- **Action item**
Bring back every record exactly, except for the pictures, which stay out.

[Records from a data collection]
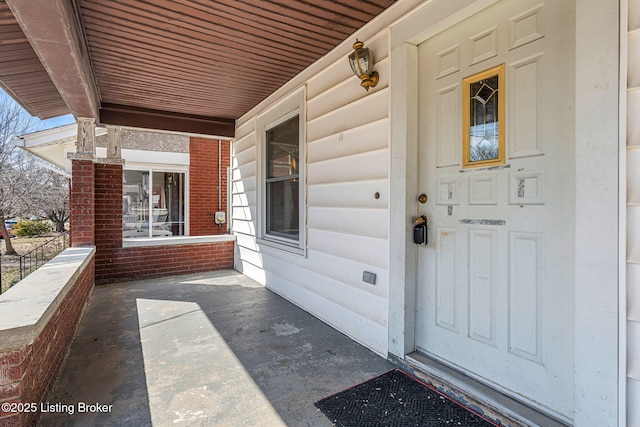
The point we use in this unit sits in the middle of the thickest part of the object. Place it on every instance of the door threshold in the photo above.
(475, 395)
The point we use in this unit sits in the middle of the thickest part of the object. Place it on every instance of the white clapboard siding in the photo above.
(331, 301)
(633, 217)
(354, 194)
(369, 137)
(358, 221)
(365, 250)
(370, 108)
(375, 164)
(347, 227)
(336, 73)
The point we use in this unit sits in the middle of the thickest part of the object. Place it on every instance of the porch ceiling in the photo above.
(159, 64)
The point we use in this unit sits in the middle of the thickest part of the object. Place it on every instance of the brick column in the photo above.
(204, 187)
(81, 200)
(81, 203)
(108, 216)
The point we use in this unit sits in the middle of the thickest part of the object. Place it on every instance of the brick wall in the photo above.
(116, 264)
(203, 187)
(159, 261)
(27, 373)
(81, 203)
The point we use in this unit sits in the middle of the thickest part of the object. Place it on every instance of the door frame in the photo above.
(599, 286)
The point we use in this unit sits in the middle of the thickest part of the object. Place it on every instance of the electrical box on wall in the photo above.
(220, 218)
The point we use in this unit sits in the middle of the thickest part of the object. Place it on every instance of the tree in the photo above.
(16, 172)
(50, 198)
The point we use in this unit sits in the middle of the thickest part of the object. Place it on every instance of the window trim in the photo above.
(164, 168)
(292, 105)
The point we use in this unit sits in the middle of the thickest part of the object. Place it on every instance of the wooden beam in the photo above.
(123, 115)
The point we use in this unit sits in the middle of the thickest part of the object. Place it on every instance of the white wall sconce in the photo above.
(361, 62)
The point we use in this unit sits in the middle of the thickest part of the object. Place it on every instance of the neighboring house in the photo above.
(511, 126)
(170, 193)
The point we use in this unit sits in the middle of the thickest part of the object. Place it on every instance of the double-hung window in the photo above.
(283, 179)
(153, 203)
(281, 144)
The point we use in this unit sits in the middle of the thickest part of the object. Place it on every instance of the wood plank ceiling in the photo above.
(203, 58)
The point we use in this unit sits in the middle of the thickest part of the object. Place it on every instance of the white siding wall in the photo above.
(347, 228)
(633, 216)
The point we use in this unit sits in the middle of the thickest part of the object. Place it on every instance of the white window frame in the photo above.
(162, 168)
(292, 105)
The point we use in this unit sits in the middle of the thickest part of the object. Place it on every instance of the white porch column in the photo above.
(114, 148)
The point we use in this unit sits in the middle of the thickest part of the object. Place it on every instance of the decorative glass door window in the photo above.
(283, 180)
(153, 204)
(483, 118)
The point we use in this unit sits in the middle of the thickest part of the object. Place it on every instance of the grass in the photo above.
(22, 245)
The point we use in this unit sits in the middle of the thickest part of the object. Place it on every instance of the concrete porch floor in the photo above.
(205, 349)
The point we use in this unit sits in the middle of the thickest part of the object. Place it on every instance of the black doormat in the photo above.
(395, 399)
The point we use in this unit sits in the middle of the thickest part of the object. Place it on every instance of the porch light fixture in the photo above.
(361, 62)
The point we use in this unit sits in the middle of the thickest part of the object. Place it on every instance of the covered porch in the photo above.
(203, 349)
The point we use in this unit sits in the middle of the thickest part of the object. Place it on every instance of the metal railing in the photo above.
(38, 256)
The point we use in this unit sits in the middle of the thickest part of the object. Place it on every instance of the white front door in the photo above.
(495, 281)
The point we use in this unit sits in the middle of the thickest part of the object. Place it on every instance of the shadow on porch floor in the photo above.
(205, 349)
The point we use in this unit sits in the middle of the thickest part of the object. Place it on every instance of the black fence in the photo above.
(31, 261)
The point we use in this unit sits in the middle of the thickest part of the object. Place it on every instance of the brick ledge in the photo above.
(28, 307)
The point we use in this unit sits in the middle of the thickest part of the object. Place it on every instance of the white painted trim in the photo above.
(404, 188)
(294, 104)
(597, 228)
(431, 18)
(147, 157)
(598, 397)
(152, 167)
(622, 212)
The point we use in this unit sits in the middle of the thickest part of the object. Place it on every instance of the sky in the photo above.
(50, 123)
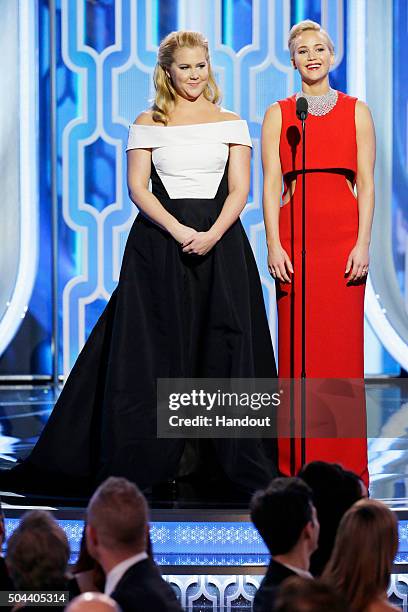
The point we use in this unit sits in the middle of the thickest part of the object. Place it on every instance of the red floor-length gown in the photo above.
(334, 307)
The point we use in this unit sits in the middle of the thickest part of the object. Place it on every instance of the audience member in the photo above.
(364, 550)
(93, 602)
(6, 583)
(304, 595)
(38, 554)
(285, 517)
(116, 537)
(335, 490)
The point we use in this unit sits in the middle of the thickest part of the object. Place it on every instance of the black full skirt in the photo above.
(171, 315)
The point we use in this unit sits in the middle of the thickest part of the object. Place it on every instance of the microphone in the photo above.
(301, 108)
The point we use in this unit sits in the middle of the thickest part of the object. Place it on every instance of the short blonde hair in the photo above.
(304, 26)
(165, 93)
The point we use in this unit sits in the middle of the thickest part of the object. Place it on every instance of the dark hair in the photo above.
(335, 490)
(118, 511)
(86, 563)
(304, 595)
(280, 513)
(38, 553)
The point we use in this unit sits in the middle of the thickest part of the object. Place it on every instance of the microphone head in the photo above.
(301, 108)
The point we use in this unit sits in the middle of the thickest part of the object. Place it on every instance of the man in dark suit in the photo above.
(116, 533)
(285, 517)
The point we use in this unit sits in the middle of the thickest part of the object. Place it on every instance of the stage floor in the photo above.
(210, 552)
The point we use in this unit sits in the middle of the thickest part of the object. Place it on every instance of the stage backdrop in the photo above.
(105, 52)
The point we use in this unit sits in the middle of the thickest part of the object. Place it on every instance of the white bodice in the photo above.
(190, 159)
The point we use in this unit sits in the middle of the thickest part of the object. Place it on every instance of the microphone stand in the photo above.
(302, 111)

- **Result**
The point we use in this unit sits in the middle of the thickest part of the object. Place it on every instance of the door threshold in the photo above.
(475, 395)
The point we use in this unit sits in the middle of the thickest part of the object. Place it on every instance of the white clapboard siding in the photo above.
(331, 301)
(633, 217)
(354, 194)
(369, 137)
(358, 221)
(365, 250)
(370, 108)
(375, 164)
(347, 227)
(336, 73)
The point we use in this unit sits in the middle of the thickest part of the object. Place it on every instance of the porch ceiling in the photo above.
(159, 64)
The point we use in this unit sits in the middle of the thickest part of the object. Place it on every instance of the brick column in the photo above.
(204, 187)
(81, 200)
(81, 203)
(108, 216)
The point we use in this unit sits in the middle of the thickest part of the object. Place it on every instance of the brick wall in the photo above.
(116, 264)
(203, 187)
(159, 261)
(27, 373)
(81, 203)
The point we use in this unit sits in the middle of the thickest part of the object. Place it on every instance of the door frame in the photo above.
(599, 286)
The point we use in this unit sits in the middle of the thickest part of the object. Place it on every instance of the electrical box on wall in the photo above.
(220, 218)
The point we use in this unit sits in the middle of the thickest part of the object. Place it on every instance of the tree in the photo above.
(16, 172)
(50, 198)
The point we use in this unit sits in the middle of the thickest part of the object. Place it on every instance of the window trim in the photo above.
(164, 168)
(292, 105)
The point we use in this unit sits in the middle of the thickest part of the object. Place it on every instance of the wooden beam in the photo above.
(123, 115)
The point we use in this unit sits in the middle of the thickest part of the object. Place it on every instance of the white wall sconce in the photo above.
(361, 62)
The point we use in this unit sits in the middle of the thickest part of the object. Place it on every instance of the neighboring house in the photo above.
(511, 126)
(170, 193)
The point we use in this unit sits in the middle of the thickest part of the object. Place it on every instance of the double-hung window in the photo above.
(283, 179)
(153, 203)
(281, 144)
The point we use in this unit sits in the middle of the thickest part of the object. Place it on every instance of the wood plank ceiling in the photo above.
(203, 58)
The point we use in this unit sits in the middle of the thickest part of the object. Place it on every instance of the white siding wall in the photo above.
(347, 228)
(633, 216)
The point we use in this unit sits in the middle of the thickest part of the object. Place it on every instance of the white window frame in the photo above.
(162, 168)
(292, 105)
The point we use in this unit sits in the middle of the thickest part of the object. Place it on every instance of the white porch column in the photo above.
(114, 148)
The point we use in this unit sits in the middle of the thickest part of the object. Place it on every instance of the decorative glass door window in the photo above.
(283, 180)
(153, 204)
(483, 118)
The point we use in this unit sits in the middle of the thickest part of the object. Place it on every instance of the grass in the photo above.
(22, 245)
The point we use in this unit sits in the middle of the thickest part of the object. Place it on every instance of the concrete porch floor in the photo above.
(205, 349)
The point we use in this unit sits in the middle of the thickest part of the object. Place it on every instance of the black doormat in the photo above.
(395, 399)
The point we use in this unit sits in the middle of the thickest part of the object. Place it on every instance of the porch light fixture in the photo above.
(361, 62)
The point we use in this unit sits in the middle of the thickest part of the object. Place it on every instance of the covered porch in the photo above.
(203, 349)
The point we use in this unit sits in the middle of the thickest part of the object. Place it on every instance of the metal railing in the photo above.
(38, 256)
The point we use in this unit sits in the middle of the thickest part of the object. Place it on every instance of the white front door in the photo above.
(495, 281)
The point we use in this unit sits in the middle of the thickest part of the object. Place it on every instance of the shadow on porch floor in the photo above.
(205, 349)
The point we use in this unit sits in the middle of the thickest part of the object. Place it on every instance of the black fence in the photo above.
(31, 261)
The point we use in this unit sits in the middle of the thickest part of the object. Place it on every instance of the brick ledge in the photo above.
(28, 307)
The point we use in this unit sits in the middle of the thickest part of the object. Place it on every instance of the white painted trim in the photo above.
(404, 188)
(294, 104)
(597, 228)
(431, 18)
(147, 157)
(598, 397)
(152, 167)
(622, 212)
The point we use in this unit sits in the middle of the thickest part of the object. Place it on every instance of the sky in the photo above.
(50, 123)
The point we use in this unit sits in the middle of the thickest part of the object. Place it on every instance of the red floor-length gown in the photo above.
(334, 307)
The point we use in this unit sits in the middle of the thickest part of the object. Place it on every instance of the audience member in the photo above.
(364, 550)
(93, 602)
(6, 583)
(304, 595)
(38, 554)
(285, 517)
(116, 537)
(335, 490)
The point we use in this unit sits in the middle of the thickest part of the object. Place it on every instance of the black full skirt in the photo above.
(171, 315)
The point we use in this unit sits in the middle of the thickest part of the object. Place it on every instance of the microphone in the photo above.
(301, 108)
The point we use in this unit sits in the middle of the thickest part of the object. Place it on every instance of the short blonde hair in the photo above.
(304, 26)
(165, 93)
The point we use in this unit sits in the middle of the thickest part of the object. Place it on every instance of the dark hair in the photo above.
(335, 490)
(118, 511)
(86, 563)
(304, 595)
(280, 513)
(38, 553)
The point we use in this unit sits in the middle of the thickest part of the object. Place it on every instance of the microphone head in the photo above.
(301, 108)
The point we use in this unit sits in the middle of the thickest part of the object. Place it on every instance of the man in dark suit in the photo above.
(116, 533)
(285, 517)
The point we use in this unit sits in the middle of the thickest part of the object. Place it on every instance of the stage floor in the photo above.
(210, 552)
The point we use in this unit sits in the middle of the thickest part of the object. Place it on every instance of the stage backdrop in the photo above.
(105, 52)
The point we use in this unit sits in the middle of the thickest part of the object. Place it on every instance of the white bodice in the photo above.
(190, 159)
The point we use in this unit sits in the middle of the thickest part of the object. Place it on every instance of the microphone stand in the photo above.
(302, 111)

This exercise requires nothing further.